The exercise | Rewrite the lines below, changing every "starburst pattern" to "radiating design" and leaving everything else as it is.

Records |
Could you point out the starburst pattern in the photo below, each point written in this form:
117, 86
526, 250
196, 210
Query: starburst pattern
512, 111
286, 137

Correct output |
Could you point out the radiating design in the photo below, each point written in this form:
117, 86
526, 250
196, 210
Query: radiating design
512, 111
286, 137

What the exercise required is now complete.